**** SUPPLIED RECORDS

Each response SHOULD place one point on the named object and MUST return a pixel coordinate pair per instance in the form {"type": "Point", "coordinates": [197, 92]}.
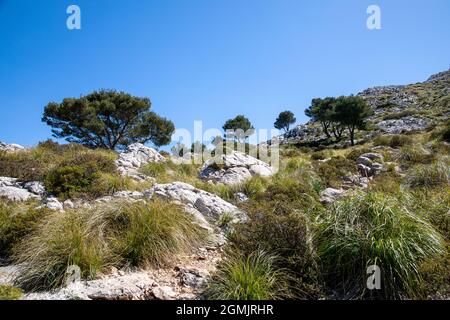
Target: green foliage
{"type": "Point", "coordinates": [393, 141]}
{"type": "Point", "coordinates": [9, 293]}
{"type": "Point", "coordinates": [352, 112]}
{"type": "Point", "coordinates": [16, 222]}
{"type": "Point", "coordinates": [410, 155]}
{"type": "Point", "coordinates": [356, 153]}
{"type": "Point", "coordinates": [435, 175]}
{"type": "Point", "coordinates": [114, 234]}
{"type": "Point", "coordinates": [239, 128]}
{"type": "Point", "coordinates": [332, 171]}
{"type": "Point", "coordinates": [287, 236]}
{"type": "Point", "coordinates": [375, 229]}
{"type": "Point", "coordinates": [60, 241]}
{"type": "Point", "coordinates": [150, 233]}
{"type": "Point", "coordinates": [284, 120]}
{"type": "Point", "coordinates": [87, 174]}
{"type": "Point", "coordinates": [107, 119]}
{"type": "Point", "coordinates": [251, 277]}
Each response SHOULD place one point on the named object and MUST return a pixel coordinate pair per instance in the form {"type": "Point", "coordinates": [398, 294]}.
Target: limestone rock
{"type": "Point", "coordinates": [136, 156]}
{"type": "Point", "coordinates": [234, 168]}
{"type": "Point", "coordinates": [10, 147]}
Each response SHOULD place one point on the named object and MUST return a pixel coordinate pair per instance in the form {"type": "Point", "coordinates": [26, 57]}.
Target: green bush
{"type": "Point", "coordinates": [332, 171]}
{"type": "Point", "coordinates": [9, 293]}
{"type": "Point", "coordinates": [413, 155]}
{"type": "Point", "coordinates": [428, 176]}
{"type": "Point", "coordinates": [250, 277]}
{"type": "Point", "coordinates": [91, 174]}
{"type": "Point", "coordinates": [393, 141]}
{"type": "Point", "coordinates": [375, 229]}
{"type": "Point", "coordinates": [150, 233]}
{"type": "Point", "coordinates": [115, 234]}
{"type": "Point", "coordinates": [60, 241]}
{"type": "Point", "coordinates": [16, 222]}
{"type": "Point", "coordinates": [356, 153]}
{"type": "Point", "coordinates": [287, 236]}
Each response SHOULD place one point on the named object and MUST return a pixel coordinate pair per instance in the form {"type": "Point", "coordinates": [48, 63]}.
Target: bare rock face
{"type": "Point", "coordinates": [370, 164]}
{"type": "Point", "coordinates": [15, 190]}
{"type": "Point", "coordinates": [206, 207]}
{"type": "Point", "coordinates": [10, 147]}
{"type": "Point", "coordinates": [136, 156]}
{"type": "Point", "coordinates": [329, 195]}
{"type": "Point", "coordinates": [234, 168]}
{"type": "Point", "coordinates": [406, 124]}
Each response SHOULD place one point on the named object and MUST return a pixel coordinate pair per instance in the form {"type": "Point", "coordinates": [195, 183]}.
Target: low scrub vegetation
{"type": "Point", "coordinates": [376, 229]}
{"type": "Point", "coordinates": [119, 234]}
{"type": "Point", "coordinates": [251, 277]}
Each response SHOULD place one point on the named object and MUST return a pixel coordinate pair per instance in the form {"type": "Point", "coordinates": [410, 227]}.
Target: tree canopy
{"type": "Point", "coordinates": [337, 114]}
{"type": "Point", "coordinates": [241, 126]}
{"type": "Point", "coordinates": [284, 120]}
{"type": "Point", "coordinates": [107, 119]}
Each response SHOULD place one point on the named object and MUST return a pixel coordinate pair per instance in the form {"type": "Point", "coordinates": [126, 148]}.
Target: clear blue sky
{"type": "Point", "coordinates": [210, 59]}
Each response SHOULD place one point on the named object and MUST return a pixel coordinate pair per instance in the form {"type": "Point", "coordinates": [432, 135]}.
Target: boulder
{"type": "Point", "coordinates": [10, 147]}
{"type": "Point", "coordinates": [329, 195]}
{"type": "Point", "coordinates": [16, 194]}
{"type": "Point", "coordinates": [134, 157]}
{"type": "Point", "coordinates": [406, 124]}
{"type": "Point", "coordinates": [206, 208]}
{"type": "Point", "coordinates": [234, 168]}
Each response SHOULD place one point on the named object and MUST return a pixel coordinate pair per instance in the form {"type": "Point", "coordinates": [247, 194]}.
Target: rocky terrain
{"type": "Point", "coordinates": [140, 226]}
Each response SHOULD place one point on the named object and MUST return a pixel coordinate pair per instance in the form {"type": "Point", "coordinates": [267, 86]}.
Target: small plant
{"type": "Point", "coordinates": [9, 293]}
{"type": "Point", "coordinates": [16, 222]}
{"type": "Point", "coordinates": [376, 229]}
{"type": "Point", "coordinates": [428, 176]}
{"type": "Point", "coordinates": [251, 277]}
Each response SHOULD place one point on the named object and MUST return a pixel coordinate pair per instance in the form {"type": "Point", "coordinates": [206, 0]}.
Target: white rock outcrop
{"type": "Point", "coordinates": [206, 207]}
{"type": "Point", "coordinates": [10, 147]}
{"type": "Point", "coordinates": [15, 190]}
{"type": "Point", "coordinates": [234, 168]}
{"type": "Point", "coordinates": [134, 157]}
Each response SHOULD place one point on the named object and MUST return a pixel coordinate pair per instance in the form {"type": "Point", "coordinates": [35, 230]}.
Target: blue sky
{"type": "Point", "coordinates": [210, 60]}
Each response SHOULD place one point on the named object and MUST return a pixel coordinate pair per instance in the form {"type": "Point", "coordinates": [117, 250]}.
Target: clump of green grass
{"type": "Point", "coordinates": [429, 176]}
{"type": "Point", "coordinates": [150, 233]}
{"type": "Point", "coordinates": [393, 141]}
{"type": "Point", "coordinates": [375, 229]}
{"type": "Point", "coordinates": [60, 241]}
{"type": "Point", "coordinates": [16, 222]}
{"type": "Point", "coordinates": [9, 293]}
{"type": "Point", "coordinates": [116, 234]}
{"type": "Point", "coordinates": [251, 277]}
{"type": "Point", "coordinates": [288, 236]}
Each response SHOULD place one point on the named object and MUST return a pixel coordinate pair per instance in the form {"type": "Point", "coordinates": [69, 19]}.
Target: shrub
{"type": "Point", "coordinates": [428, 176]}
{"type": "Point", "coordinates": [332, 171]}
{"type": "Point", "coordinates": [375, 229]}
{"type": "Point", "coordinates": [413, 155]}
{"type": "Point", "coordinates": [9, 293]}
{"type": "Point", "coordinates": [251, 277]}
{"type": "Point", "coordinates": [16, 221]}
{"type": "Point", "coordinates": [287, 236]}
{"type": "Point", "coordinates": [393, 141]}
{"type": "Point", "coordinates": [321, 155]}
{"type": "Point", "coordinates": [89, 174]}
{"type": "Point", "coordinates": [356, 153]}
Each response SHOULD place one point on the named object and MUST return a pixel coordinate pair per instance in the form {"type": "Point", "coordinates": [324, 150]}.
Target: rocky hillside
{"type": "Point", "coordinates": [397, 109]}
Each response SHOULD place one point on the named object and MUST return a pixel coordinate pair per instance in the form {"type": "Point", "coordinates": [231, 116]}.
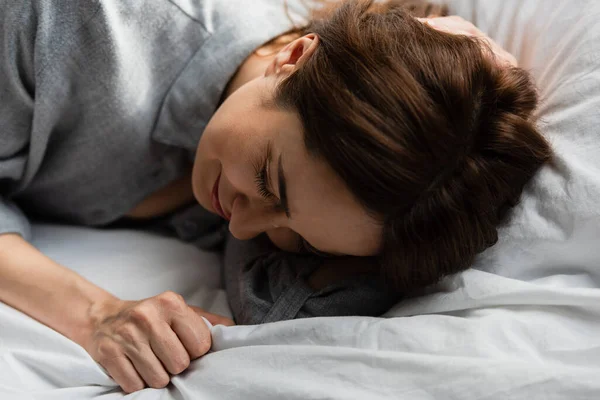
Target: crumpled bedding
{"type": "Point", "coordinates": [524, 323]}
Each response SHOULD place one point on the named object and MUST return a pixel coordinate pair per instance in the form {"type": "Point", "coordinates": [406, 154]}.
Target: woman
{"type": "Point", "coordinates": [367, 133]}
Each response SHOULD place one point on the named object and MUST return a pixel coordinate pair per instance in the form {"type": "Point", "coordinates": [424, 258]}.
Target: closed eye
{"type": "Point", "coordinates": [262, 181]}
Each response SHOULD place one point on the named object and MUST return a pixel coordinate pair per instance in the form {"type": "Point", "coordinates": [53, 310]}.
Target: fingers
{"type": "Point", "coordinates": [193, 333]}
{"type": "Point", "coordinates": [123, 372]}
{"type": "Point", "coordinates": [148, 366]}
{"type": "Point", "coordinates": [213, 318]}
{"type": "Point", "coordinates": [141, 342]}
{"type": "Point", "coordinates": [168, 348]}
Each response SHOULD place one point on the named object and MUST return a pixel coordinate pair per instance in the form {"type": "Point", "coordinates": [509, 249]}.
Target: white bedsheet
{"type": "Point", "coordinates": [523, 324]}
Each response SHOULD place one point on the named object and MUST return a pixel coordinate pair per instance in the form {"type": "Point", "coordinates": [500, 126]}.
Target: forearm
{"type": "Point", "coordinates": [47, 291]}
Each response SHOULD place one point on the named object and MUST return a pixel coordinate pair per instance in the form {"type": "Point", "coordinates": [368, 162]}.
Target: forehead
{"type": "Point", "coordinates": [323, 209]}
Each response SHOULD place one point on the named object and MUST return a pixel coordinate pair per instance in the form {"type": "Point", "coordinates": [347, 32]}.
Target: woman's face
{"type": "Point", "coordinates": [252, 168]}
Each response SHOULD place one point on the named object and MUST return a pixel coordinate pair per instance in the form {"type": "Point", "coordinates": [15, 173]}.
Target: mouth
{"type": "Point", "coordinates": [216, 202]}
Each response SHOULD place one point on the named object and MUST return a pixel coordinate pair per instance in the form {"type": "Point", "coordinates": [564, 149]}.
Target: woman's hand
{"type": "Point", "coordinates": [140, 343]}
{"type": "Point", "coordinates": [459, 26]}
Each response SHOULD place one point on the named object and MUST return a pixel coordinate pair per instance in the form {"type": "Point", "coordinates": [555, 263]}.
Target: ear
{"type": "Point", "coordinates": [293, 55]}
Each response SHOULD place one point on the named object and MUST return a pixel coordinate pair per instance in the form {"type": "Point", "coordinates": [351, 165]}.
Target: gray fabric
{"type": "Point", "coordinates": [104, 102]}
{"type": "Point", "coordinates": [266, 285]}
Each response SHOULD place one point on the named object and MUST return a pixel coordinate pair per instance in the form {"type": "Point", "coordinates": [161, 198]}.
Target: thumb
{"type": "Point", "coordinates": [213, 318]}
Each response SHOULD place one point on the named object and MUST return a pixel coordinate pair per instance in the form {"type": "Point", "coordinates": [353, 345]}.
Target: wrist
{"type": "Point", "coordinates": [100, 306]}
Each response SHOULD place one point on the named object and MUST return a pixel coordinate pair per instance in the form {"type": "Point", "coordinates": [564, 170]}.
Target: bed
{"type": "Point", "coordinates": [523, 323]}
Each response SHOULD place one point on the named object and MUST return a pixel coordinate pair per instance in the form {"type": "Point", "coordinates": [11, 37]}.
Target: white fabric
{"type": "Point", "coordinates": [525, 324]}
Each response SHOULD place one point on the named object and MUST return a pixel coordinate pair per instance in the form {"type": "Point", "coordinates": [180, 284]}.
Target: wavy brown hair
{"type": "Point", "coordinates": [427, 130]}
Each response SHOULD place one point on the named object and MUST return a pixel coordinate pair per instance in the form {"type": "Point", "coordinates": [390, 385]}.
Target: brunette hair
{"type": "Point", "coordinates": [427, 130]}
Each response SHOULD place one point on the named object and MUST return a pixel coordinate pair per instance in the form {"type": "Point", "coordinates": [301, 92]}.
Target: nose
{"type": "Point", "coordinates": [250, 218]}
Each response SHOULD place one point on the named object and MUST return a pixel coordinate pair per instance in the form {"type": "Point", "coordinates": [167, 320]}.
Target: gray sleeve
{"type": "Point", "coordinates": [265, 284]}
{"type": "Point", "coordinates": [17, 37]}
{"type": "Point", "coordinates": [12, 220]}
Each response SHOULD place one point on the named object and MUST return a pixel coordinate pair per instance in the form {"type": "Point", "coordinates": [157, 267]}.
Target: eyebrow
{"type": "Point", "coordinates": [282, 187]}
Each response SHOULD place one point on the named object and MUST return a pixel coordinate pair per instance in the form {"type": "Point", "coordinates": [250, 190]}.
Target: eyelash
{"type": "Point", "coordinates": [261, 175]}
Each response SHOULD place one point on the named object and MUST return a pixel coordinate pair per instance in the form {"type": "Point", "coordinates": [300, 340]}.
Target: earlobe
{"type": "Point", "coordinates": [294, 54]}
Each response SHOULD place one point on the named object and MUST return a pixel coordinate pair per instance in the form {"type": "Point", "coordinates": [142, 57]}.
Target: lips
{"type": "Point", "coordinates": [216, 202]}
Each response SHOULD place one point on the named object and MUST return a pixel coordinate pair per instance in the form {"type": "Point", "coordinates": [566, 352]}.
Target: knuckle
{"type": "Point", "coordinates": [141, 315]}
{"type": "Point", "coordinates": [159, 381]}
{"type": "Point", "coordinates": [171, 300]}
{"type": "Point", "coordinates": [127, 332]}
{"type": "Point", "coordinates": [130, 387]}
{"type": "Point", "coordinates": [180, 364]}
{"type": "Point", "coordinates": [107, 350]}
{"type": "Point", "coordinates": [203, 346]}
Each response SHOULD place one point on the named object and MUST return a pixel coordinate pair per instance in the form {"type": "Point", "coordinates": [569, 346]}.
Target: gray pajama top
{"type": "Point", "coordinates": [103, 102]}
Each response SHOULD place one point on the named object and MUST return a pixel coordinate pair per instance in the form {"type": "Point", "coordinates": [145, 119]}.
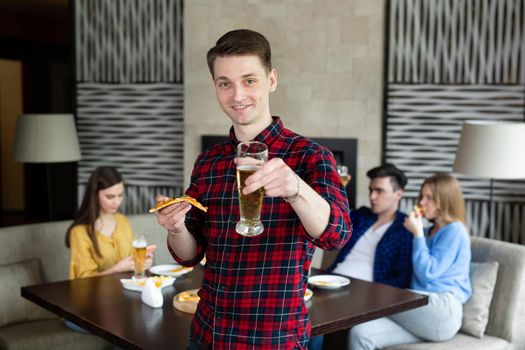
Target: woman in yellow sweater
{"type": "Point", "coordinates": [100, 238]}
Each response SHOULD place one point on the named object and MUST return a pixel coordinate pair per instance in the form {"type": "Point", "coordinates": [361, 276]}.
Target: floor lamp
{"type": "Point", "coordinates": [491, 150]}
{"type": "Point", "coordinates": [46, 138]}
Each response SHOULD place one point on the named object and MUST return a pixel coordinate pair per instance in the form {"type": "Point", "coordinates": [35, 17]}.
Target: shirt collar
{"type": "Point", "coordinates": [266, 136]}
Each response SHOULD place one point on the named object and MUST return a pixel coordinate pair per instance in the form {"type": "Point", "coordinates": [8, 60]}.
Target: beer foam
{"type": "Point", "coordinates": [249, 167]}
{"type": "Point", "coordinates": [139, 244]}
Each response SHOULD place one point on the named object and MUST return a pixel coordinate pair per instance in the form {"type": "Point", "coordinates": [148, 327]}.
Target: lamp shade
{"type": "Point", "coordinates": [492, 150]}
{"type": "Point", "coordinates": [46, 138]}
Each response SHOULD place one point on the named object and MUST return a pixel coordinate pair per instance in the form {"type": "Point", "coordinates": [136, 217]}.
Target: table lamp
{"type": "Point", "coordinates": [46, 138]}
{"type": "Point", "coordinates": [493, 150]}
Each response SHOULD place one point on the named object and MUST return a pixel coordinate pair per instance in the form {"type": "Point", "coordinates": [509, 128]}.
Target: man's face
{"type": "Point", "coordinates": [242, 88]}
{"type": "Point", "coordinates": [383, 198]}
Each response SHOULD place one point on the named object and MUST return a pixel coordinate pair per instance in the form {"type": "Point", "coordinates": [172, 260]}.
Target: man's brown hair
{"type": "Point", "coordinates": [241, 42]}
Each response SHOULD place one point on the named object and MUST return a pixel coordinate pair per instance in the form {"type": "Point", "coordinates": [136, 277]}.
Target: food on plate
{"type": "Point", "coordinates": [419, 209]}
{"type": "Point", "coordinates": [325, 283]}
{"type": "Point", "coordinates": [159, 280]}
{"type": "Point", "coordinates": [177, 269]}
{"type": "Point", "coordinates": [188, 199]}
{"type": "Point", "coordinates": [189, 296]}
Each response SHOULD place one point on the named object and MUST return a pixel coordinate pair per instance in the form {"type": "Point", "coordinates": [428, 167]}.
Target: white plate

********

**ACTION ITEM**
Each line from the one containing "Target: shirt collar" through the end of the listing above should be copied exactly, with no other line included.

**ANSWER SPACE**
Target: shirt collar
{"type": "Point", "coordinates": [266, 136]}
Each response SHOULD place one point on the named object and MUST return a pixel coordinate pair per instance in the form {"type": "Point", "coordinates": [8, 60]}.
Target: beer foam
{"type": "Point", "coordinates": [249, 167]}
{"type": "Point", "coordinates": [139, 244]}
Each response SHOULD place one point on the named object and MUST return a pixel coordinate pair per instance in the form {"type": "Point", "coordinates": [148, 327]}.
Target: lamp shade
{"type": "Point", "coordinates": [492, 150]}
{"type": "Point", "coordinates": [46, 138]}
Each response SHOULD place one point on the named object and MUST return a pixel coordinate pair per instance in the form {"type": "Point", "coordinates": [136, 217]}.
Target: table lamp
{"type": "Point", "coordinates": [46, 138]}
{"type": "Point", "coordinates": [493, 150]}
Each response SHOULD place one point on the named object and MUST return a pixel coordinate pair per instance in the form {"type": "Point", "coordinates": [509, 128]}.
Target: man's face
{"type": "Point", "coordinates": [242, 88]}
{"type": "Point", "coordinates": [383, 198]}
Each response SHOULD place one point on the named object and MUST return a pixel coordinate pair per instance in the form {"type": "Point", "coordinates": [172, 260]}.
Target: man's brown hair
{"type": "Point", "coordinates": [241, 42]}
Each response SHOULD place one point on the named object and MUST return a pixel coordinate pair per instance in the form {"type": "Point", "coordinates": [136, 277]}.
Target: food on plate
{"type": "Point", "coordinates": [419, 209]}
{"type": "Point", "coordinates": [325, 283]}
{"type": "Point", "coordinates": [159, 280]}
{"type": "Point", "coordinates": [177, 269]}
{"type": "Point", "coordinates": [188, 199]}
{"type": "Point", "coordinates": [189, 296]}
Each response SHOULD place one point on the named object and MUST return a pixel coordinate pair per instance in the form {"type": "Point", "coordinates": [428, 167]}.
Target: white plate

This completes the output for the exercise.